Docket No. 61, Calendar No. 39,693.
Submitted October 7, 1937.
Decided April 4, 1938.
Appeal from Ottawa; Sanford (Joseph F.), J., presiding. Submitted October 7, 1937. (Docket No. 61, Calendar No. 39,693.) Decided April 4, 1938.
Ejectment by Nu-Way Service Stations, Inc., a Michigan corporation, against Vandenberg Bros. Oil Company, a Michigan corporation, to obtain possession of certain premises. Judgment for plaintiff. Defendant appeals. Affirmed.
Arthur W. Penny, for plaintiff.
Diekema, Cross Ten Cate, for defendant.
I am in accord with the opinion by Mr. Justice WIEST in so far as it holds that the option in question is valid and that it constitutes a covenant running with the land. But I cannot agree with his statement that "defendant had a right to accept the terms of the option when the sale was made to plaintiff." The contract sale to plaintiff was made October 27, 1936. The option held by defendant did not give it a right to purchase on that date. Instead the option was limited by its own terms to a period of 90 days beginning at the expiration of defendant's lease, February 1, 1937. The option reads: "in case the said party of the first part desires to sell said property at the end of the term of this lease, * * * for a period of 90 days" defendant shall have the first chance" to purchase on the most favorable terms. Obviously defendant had only a limited or conditional option, so-called. Its rights as an optionee were limited first by the period of 90 days beginning February 1, 1937, and also by the contingency of whether the optionor (or those in privity with him) desired to sell "at the end of the term of this lease." The undisputed testimony is that neither the optionor nor those standing in privity with him desired to sell the property at the expiration of the lease. The bank trustees did not have the power to sell at that time except subject to the contract rights of plaintiff. Plaintiff did not desire to sell. Therefore the condition under which the option might be enforced did not exist.
"Acceptance of an option must be in strict compliance with the terms proposed, both as to the exact thing offered and within the time specified; otherwise the right is lost." Bailey v. Grover (syllabus), 237 Mich. 548.

= WHAT TO DO =
A) Based on the court opinion, say whether each statement agrees with it, answering yes or no and quoting the words that decide it: (i) The contract sale to plaintiff took place on October 27, 1936. (ii) The option let defendant buy the property at any point while its lease was running. (iii) Plaintiff wished to sell the property when the lease expired.
B) Recast the court opinion's paragraph beginning "I am in accord with the opinion" as a short bulleted list that keeps its main facts.

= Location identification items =

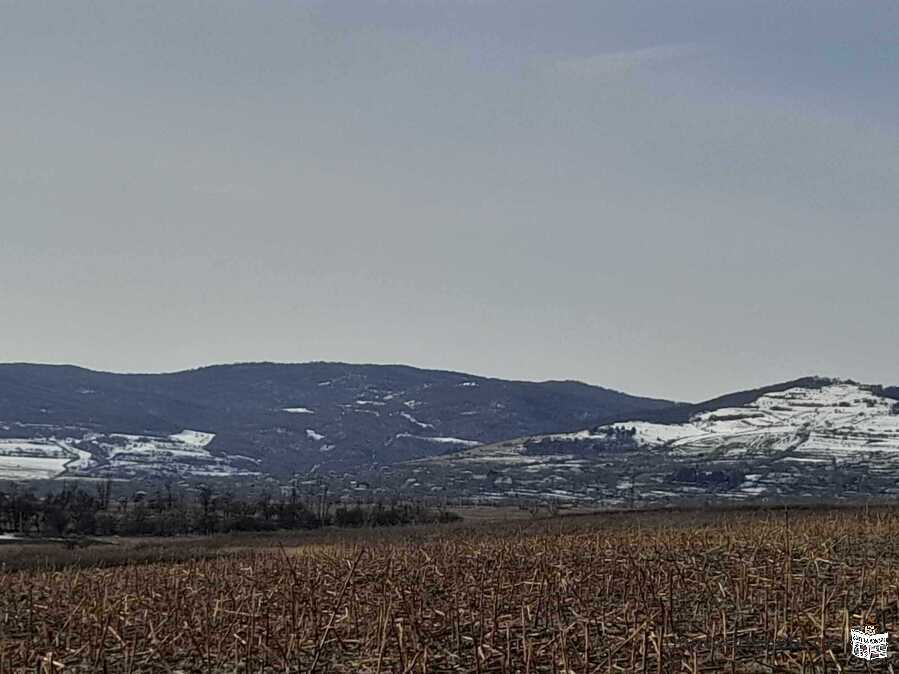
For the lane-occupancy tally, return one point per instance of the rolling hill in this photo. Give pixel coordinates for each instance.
(271, 419)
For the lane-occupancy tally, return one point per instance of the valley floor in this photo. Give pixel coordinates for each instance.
(666, 591)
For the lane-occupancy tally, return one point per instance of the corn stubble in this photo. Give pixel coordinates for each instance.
(766, 592)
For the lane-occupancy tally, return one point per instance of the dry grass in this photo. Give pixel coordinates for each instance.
(735, 592)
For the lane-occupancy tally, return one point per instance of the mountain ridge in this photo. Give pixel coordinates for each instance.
(277, 418)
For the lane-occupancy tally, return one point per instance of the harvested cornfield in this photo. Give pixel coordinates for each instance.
(741, 592)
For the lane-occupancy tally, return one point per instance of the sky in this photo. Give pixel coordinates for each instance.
(671, 198)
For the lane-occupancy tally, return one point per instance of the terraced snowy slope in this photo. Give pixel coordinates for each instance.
(830, 422)
(813, 438)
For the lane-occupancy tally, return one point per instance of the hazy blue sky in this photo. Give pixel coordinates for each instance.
(673, 198)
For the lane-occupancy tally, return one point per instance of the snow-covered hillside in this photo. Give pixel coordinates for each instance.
(817, 424)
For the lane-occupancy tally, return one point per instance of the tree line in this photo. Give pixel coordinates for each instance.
(74, 511)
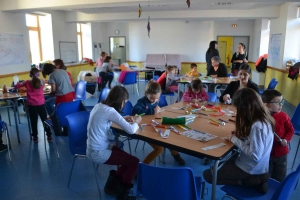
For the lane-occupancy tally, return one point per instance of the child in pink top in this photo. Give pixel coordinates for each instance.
(35, 102)
(195, 93)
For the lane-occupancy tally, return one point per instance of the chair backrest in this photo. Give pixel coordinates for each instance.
(64, 109)
(162, 101)
(103, 94)
(156, 183)
(130, 78)
(296, 119)
(80, 90)
(287, 186)
(271, 81)
(212, 97)
(127, 110)
(77, 129)
(272, 85)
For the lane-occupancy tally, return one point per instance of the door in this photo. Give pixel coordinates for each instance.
(222, 46)
(241, 39)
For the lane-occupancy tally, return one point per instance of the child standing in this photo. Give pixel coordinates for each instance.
(284, 129)
(195, 93)
(254, 137)
(149, 105)
(101, 151)
(36, 102)
(193, 72)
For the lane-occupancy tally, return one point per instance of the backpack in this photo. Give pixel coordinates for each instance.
(294, 71)
(262, 66)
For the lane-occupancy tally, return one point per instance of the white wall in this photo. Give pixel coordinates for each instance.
(244, 28)
(15, 23)
(190, 40)
(66, 32)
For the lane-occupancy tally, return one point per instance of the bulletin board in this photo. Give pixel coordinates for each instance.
(12, 49)
(274, 50)
(68, 52)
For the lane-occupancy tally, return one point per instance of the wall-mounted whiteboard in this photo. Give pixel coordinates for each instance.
(68, 52)
(274, 50)
(12, 49)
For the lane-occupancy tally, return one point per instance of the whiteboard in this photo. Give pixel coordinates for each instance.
(274, 50)
(12, 49)
(68, 52)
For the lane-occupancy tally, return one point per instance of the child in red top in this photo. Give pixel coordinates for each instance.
(284, 129)
(195, 93)
(35, 102)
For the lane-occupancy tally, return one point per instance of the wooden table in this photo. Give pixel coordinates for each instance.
(187, 145)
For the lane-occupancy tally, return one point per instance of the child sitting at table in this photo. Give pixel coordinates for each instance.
(284, 129)
(101, 151)
(193, 72)
(195, 92)
(254, 137)
(35, 102)
(148, 105)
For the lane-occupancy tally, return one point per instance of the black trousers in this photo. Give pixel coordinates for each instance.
(34, 112)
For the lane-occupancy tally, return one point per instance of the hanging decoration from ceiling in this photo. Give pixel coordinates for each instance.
(140, 10)
(188, 3)
(148, 26)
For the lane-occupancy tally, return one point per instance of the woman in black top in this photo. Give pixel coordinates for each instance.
(211, 52)
(243, 82)
(218, 69)
(239, 58)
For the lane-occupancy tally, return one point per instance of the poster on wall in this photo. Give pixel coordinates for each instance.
(274, 50)
(12, 49)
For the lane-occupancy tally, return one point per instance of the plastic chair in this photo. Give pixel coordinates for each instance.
(157, 183)
(212, 97)
(102, 96)
(276, 190)
(80, 91)
(77, 126)
(130, 79)
(296, 124)
(271, 86)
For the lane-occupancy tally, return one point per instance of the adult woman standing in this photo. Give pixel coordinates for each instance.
(218, 69)
(238, 58)
(211, 52)
(243, 82)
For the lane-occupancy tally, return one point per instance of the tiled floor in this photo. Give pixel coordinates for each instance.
(38, 174)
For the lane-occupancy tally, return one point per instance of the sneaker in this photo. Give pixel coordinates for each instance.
(35, 139)
(3, 147)
(178, 159)
(49, 138)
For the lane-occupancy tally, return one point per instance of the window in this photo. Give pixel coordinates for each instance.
(79, 41)
(32, 23)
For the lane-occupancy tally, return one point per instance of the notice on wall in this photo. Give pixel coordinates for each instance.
(274, 50)
(12, 49)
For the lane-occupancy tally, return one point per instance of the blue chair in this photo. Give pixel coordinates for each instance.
(212, 97)
(276, 190)
(77, 126)
(102, 96)
(296, 124)
(271, 86)
(157, 183)
(130, 79)
(80, 91)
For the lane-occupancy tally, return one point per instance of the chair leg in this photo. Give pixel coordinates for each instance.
(96, 175)
(136, 145)
(296, 154)
(71, 170)
(129, 146)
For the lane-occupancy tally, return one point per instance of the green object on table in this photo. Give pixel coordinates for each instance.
(167, 120)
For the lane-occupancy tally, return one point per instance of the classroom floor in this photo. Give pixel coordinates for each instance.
(35, 174)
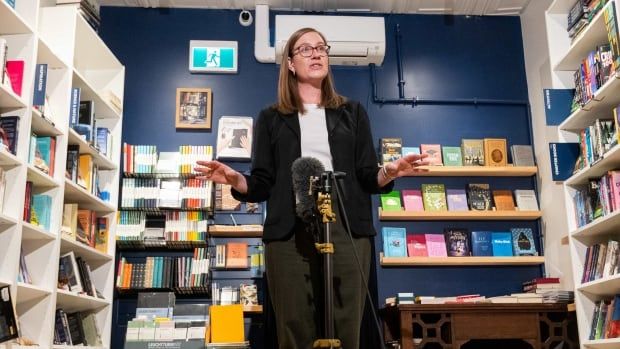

= ANSWERS BY TASK =
A)
(i) Yes: "The contract sale to plaintiff was made October 27, 1936."
(ii) No: "the option was limited by its own terms to a period of 90 days beginning at the expiration of defendant's lease, February 1, 1937."
(iii) No: "Plaintiff did not desire to sell."

B)
- Agrees with Justice Wiest that the option is valid and is a covenant running with the land.
- Disagrees that defendant could accept the option's terms when the sale to plaintiff was made.
- The contract sale to plaintiff was made October 27, 1936, when defendant had no right to purchase.
- The option ran for 90 days beginning at the end of defendant's lease, February 1, 1937.
- It also depended on the optionor, or those in privity with him, wanting to sell "at the end of the term of this lease."
- Undisputed testimony showed no one in that position wanted to sell at the lease's expiration.
- The bank trustees could sell then only subject to plaintiff's contract rights, and plaintiff did not want to sell.
- So the condition for enforcing the option did not exist.